To be done => Copy out word for word the stretch of records below from the line containing "Note: point to every instance of the driver's" through the line containing "x=145, y=160", both lines included.

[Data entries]
:::
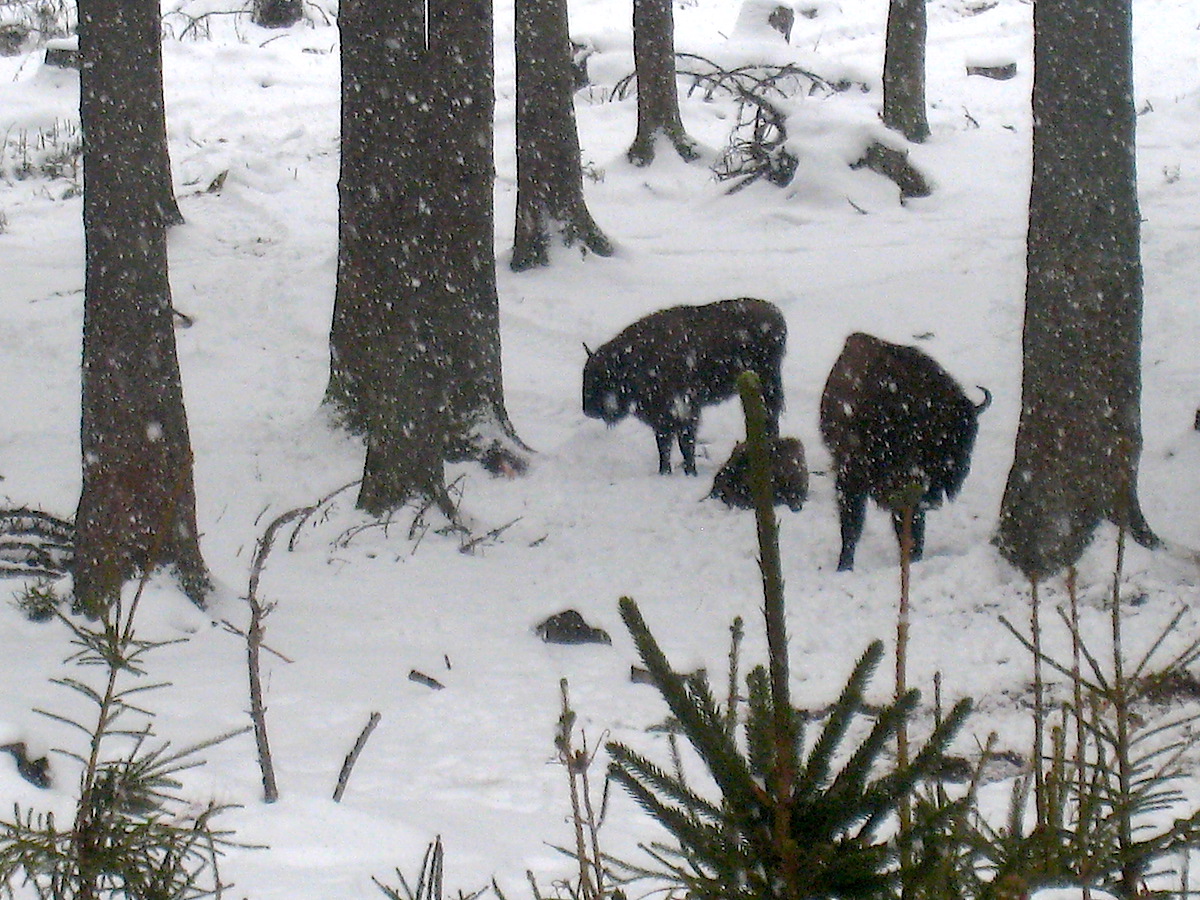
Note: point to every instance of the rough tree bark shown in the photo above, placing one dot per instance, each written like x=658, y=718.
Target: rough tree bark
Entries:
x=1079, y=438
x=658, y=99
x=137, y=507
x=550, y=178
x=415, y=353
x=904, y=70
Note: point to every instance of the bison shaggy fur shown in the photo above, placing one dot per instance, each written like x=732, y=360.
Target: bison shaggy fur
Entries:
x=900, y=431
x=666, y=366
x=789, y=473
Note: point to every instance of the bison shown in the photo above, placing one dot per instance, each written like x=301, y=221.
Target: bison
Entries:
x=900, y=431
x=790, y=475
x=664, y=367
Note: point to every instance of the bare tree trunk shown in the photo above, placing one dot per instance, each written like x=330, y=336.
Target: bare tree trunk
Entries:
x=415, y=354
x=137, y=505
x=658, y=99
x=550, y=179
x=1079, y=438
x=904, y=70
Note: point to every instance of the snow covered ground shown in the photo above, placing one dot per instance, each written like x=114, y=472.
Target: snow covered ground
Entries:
:::
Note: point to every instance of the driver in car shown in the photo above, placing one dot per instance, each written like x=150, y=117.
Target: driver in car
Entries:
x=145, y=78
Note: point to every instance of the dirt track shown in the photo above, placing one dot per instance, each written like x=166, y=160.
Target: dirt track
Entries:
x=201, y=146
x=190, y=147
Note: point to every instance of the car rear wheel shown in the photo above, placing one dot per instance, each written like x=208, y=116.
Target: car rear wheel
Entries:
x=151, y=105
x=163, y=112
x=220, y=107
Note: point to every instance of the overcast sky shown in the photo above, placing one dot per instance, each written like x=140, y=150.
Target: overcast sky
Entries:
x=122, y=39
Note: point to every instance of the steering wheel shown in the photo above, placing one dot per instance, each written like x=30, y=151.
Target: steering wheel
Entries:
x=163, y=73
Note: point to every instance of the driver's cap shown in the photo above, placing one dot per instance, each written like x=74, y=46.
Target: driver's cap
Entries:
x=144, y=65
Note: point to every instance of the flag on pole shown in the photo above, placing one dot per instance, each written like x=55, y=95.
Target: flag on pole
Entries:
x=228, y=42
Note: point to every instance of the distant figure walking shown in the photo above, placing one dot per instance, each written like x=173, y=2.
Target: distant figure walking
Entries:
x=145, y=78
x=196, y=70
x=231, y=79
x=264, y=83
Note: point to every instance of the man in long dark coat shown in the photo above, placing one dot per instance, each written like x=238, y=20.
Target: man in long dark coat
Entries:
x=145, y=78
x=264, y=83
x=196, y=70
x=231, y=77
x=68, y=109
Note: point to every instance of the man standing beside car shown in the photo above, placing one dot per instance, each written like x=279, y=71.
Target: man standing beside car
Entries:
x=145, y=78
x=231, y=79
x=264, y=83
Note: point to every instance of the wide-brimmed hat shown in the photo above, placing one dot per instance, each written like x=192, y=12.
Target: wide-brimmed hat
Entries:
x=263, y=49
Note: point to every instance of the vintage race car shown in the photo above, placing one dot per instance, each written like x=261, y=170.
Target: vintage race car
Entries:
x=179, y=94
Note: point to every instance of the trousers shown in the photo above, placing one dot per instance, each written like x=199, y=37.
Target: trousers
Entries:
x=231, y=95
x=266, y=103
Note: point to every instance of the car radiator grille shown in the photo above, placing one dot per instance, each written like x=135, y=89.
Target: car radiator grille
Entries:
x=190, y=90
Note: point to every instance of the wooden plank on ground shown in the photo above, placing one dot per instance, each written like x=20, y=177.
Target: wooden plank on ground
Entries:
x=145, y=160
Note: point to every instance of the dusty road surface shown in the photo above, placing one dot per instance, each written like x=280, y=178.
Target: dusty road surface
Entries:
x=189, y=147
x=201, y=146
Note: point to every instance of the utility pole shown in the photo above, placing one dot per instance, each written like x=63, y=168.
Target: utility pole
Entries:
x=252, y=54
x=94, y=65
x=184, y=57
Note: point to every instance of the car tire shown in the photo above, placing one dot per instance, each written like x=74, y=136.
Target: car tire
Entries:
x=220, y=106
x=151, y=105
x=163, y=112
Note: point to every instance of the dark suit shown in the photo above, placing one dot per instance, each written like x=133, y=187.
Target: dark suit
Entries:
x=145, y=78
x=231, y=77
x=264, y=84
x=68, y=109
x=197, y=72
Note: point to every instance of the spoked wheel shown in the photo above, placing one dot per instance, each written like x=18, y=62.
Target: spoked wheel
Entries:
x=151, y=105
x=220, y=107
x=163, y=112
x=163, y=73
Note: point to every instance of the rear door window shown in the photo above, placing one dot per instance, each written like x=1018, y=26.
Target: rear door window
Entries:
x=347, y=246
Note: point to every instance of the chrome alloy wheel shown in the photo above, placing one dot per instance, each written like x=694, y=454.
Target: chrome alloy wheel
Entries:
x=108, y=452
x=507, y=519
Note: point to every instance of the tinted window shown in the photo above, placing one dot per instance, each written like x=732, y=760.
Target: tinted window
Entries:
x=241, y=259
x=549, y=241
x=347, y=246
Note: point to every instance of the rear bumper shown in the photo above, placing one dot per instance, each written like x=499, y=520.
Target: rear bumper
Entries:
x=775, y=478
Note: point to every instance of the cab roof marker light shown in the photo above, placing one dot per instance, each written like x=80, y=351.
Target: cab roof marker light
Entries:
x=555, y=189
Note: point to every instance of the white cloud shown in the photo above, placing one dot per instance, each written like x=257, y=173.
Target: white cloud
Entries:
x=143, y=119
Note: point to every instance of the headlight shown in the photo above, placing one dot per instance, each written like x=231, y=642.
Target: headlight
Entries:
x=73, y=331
:::
Reply to the exercise =>
Note: point to every instance of the driver's cap shown in the photo above, placing one dot per instance, each written like x=74, y=46.
Target: driver's cap
Entries:
x=144, y=65
Note: point to every instance of the flag on pole shown in the photo above, placing one dot per instance, each written like x=55, y=95.
Target: flag on pole
Entries:
x=228, y=42
Note: point to every instance of the distant figure walking shown in the photo above, placing one dot per instance, each written like x=173, y=2.
Target: distant figure walking
Entries:
x=145, y=78
x=196, y=70
x=231, y=79
x=264, y=83
Note: point to every instance of the man in long dark coat shown in the photo above, placing one dot per instance, each written like x=238, y=20.
Target: man in long dark coat
Entries:
x=145, y=78
x=264, y=83
x=196, y=70
x=231, y=77
x=68, y=109
Note: point to every instance of the man standing beside car shown in the photo above, placing one dot per instance, each written like x=279, y=71.
Target: man standing beside car
Entries:
x=145, y=78
x=231, y=79
x=264, y=83
Note: point to every instance of the wide-brimmed hat shown in the photo above, placing one dot per instance, each written like x=192, y=12.
Target: wide-brimmed hat
Entries:
x=263, y=49
Note: point to every instance of the vintage race car shown in the photo above, placing one dot per instance, each written like x=261, y=170.
Target: vintage race car
Entries:
x=179, y=94
Note: point to every instance of the trousers shown in the photo above, placing one dot per instance, each written like x=199, y=37.
Target: trousers
Entries:
x=231, y=95
x=266, y=103
Note: point to every instance of the car radiator grille shown in the photo above, placing one dot per instance, each written like x=135, y=89.
Target: car radiator grille
Entries:
x=190, y=90
Note: point to every instance of the wooden plank on ground shown in the photo above, placing one dot per instance, each written like x=20, y=177.
Target: wooden plank on ground
Entries:
x=145, y=160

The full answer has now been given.